ASSIGNMENT -
Each line of the data below that includes the string "Target" must be copied.

RECORDS TO PROCESS -
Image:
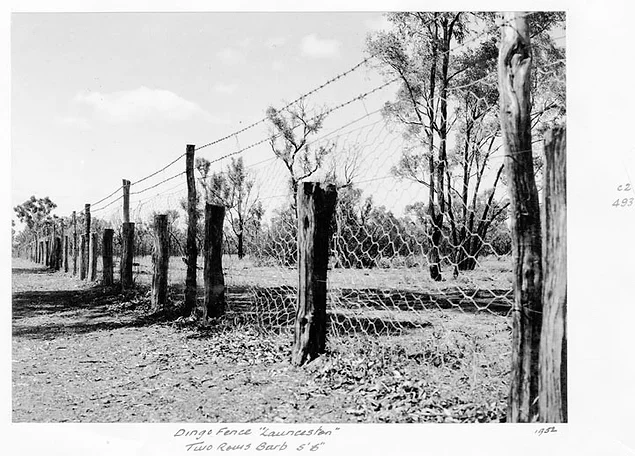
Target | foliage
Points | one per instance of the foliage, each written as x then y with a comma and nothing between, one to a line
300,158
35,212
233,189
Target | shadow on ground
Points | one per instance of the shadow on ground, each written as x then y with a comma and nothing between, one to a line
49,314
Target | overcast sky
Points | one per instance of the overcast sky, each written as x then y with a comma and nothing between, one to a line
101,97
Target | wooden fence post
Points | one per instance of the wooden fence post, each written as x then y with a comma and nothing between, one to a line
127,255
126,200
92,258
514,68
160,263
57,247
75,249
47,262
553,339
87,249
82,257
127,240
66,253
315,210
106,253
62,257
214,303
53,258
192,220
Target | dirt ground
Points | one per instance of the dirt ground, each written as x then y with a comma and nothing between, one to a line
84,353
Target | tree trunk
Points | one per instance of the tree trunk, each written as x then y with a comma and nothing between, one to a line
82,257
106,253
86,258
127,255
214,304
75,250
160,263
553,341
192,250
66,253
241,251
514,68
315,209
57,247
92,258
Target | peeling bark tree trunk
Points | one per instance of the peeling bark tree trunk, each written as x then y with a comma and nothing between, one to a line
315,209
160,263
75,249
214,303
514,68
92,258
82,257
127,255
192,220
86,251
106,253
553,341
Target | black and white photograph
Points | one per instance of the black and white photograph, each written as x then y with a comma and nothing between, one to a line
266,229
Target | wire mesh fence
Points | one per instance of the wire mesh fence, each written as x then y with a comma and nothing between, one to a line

RESULT FOR THIS EXERCISE -
Target | foliage
Target | shadow on ground
Target | overcast sky
Target | wooden fence post
Target | dirt ground
Target | tree trunk
Target | peeling bark tree trunk
Target | black and white photograph
Target | wire mesh fence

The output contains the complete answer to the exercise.